▸ RECORDS TO PROCESS:
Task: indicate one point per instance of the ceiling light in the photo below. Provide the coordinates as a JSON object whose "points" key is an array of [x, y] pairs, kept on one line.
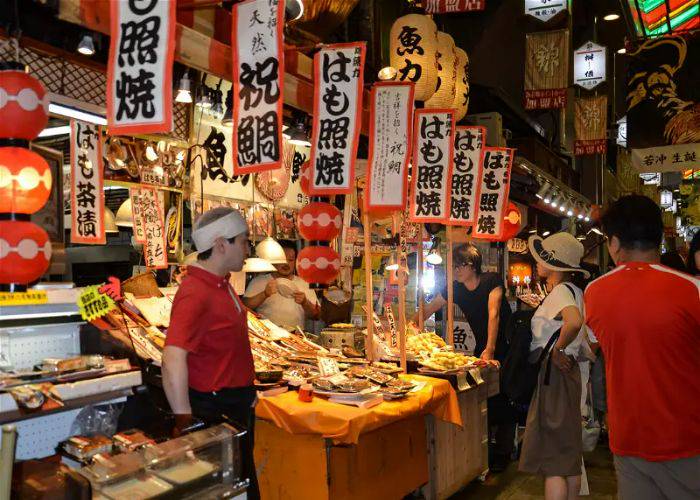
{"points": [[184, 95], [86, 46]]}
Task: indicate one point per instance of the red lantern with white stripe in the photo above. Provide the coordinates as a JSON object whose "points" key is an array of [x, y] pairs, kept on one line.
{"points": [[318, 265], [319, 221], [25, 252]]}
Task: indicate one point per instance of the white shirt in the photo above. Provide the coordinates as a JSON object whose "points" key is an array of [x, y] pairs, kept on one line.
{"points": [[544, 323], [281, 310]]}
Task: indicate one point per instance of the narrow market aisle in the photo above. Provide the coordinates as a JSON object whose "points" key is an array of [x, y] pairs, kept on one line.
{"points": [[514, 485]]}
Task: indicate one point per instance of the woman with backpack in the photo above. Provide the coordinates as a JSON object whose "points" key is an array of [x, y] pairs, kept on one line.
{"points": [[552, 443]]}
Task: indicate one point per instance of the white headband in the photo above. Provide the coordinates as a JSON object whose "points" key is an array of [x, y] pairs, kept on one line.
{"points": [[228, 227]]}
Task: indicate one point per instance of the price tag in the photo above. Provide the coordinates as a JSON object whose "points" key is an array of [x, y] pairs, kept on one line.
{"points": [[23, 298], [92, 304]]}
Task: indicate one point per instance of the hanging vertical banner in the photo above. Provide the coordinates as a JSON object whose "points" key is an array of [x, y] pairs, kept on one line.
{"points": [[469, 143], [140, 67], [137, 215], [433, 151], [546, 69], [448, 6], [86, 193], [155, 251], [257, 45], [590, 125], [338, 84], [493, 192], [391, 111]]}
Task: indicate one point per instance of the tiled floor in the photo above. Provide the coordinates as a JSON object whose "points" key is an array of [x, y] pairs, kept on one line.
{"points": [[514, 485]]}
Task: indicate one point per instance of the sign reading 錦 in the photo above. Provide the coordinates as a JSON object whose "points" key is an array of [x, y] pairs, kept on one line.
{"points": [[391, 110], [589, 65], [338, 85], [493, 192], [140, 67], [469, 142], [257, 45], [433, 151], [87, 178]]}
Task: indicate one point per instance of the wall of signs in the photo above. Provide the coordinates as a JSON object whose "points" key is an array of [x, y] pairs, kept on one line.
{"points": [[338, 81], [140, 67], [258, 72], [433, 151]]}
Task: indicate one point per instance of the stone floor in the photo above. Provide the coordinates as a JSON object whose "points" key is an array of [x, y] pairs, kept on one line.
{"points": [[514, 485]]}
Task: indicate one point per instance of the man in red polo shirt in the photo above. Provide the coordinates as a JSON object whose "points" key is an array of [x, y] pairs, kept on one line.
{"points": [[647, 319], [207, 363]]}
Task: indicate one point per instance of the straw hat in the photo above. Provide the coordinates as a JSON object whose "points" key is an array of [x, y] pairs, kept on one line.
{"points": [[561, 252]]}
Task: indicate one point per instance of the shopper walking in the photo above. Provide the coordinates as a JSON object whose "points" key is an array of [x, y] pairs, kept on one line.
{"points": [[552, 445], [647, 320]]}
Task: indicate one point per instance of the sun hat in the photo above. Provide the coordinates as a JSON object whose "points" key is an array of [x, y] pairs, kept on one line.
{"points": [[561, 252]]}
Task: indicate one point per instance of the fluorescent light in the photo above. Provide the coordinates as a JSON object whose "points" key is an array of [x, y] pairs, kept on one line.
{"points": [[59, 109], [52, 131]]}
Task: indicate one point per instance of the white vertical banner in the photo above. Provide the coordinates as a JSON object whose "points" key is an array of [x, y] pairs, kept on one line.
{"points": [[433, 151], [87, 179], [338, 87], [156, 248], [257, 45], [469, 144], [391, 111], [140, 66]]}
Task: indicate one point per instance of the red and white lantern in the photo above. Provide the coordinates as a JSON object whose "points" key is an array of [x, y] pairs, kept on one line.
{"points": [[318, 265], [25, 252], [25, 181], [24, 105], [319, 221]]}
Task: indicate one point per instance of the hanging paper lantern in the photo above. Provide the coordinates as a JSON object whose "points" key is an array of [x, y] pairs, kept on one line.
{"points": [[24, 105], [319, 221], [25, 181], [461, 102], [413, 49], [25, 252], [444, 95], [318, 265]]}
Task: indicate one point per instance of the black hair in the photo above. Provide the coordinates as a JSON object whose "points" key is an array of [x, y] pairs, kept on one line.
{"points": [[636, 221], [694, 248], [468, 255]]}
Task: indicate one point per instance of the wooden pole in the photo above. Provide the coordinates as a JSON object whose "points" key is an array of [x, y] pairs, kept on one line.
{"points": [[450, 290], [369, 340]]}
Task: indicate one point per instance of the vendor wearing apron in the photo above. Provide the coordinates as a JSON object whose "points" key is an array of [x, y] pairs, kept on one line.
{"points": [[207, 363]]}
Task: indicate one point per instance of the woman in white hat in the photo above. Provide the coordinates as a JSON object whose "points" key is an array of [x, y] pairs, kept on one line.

▸ PROMPT:
Find the line that contains "Task: indicate one point per instance of the hanging paper". Repeat it and every line after it, exactly as written, up to and including the last line of the records above.

▸ RESPONSE:
Task: indicate one point per instance of the hanging paper lantern in the photo above. Provide the coordinates as a JSON object whose "points" key is an array of [x, y] pairs, kept on one line.
{"points": [[24, 105], [319, 221], [25, 181], [461, 102], [413, 49], [25, 252], [444, 95], [318, 265]]}
Task: indicate one point per instance of the black hair in the photo above. Provide the coordinates as a JSON object whose "points" key is an array of [x, y] pairs, kept on one line.
{"points": [[636, 221], [694, 248], [468, 255]]}
Task: indicate one point per instance of the wooden pole in the photo above. Provide the coordinates as a JSON object whose "points" key is an array of [x, y] pairs, kept on one line.
{"points": [[450, 290], [369, 340]]}
Task: indicate one point per instance of the vendor wearing apron in the photo above. Provide the coordinates as a JSON object whose "points" key is an array of [x, y] pairs, kept on one line.
{"points": [[207, 363]]}
Task: indicate one point per instance of the woman in white hat in the photo above. Provide the coordinates as a JSON object whose "points" key is an array of [x, y] pairs, kept on one line.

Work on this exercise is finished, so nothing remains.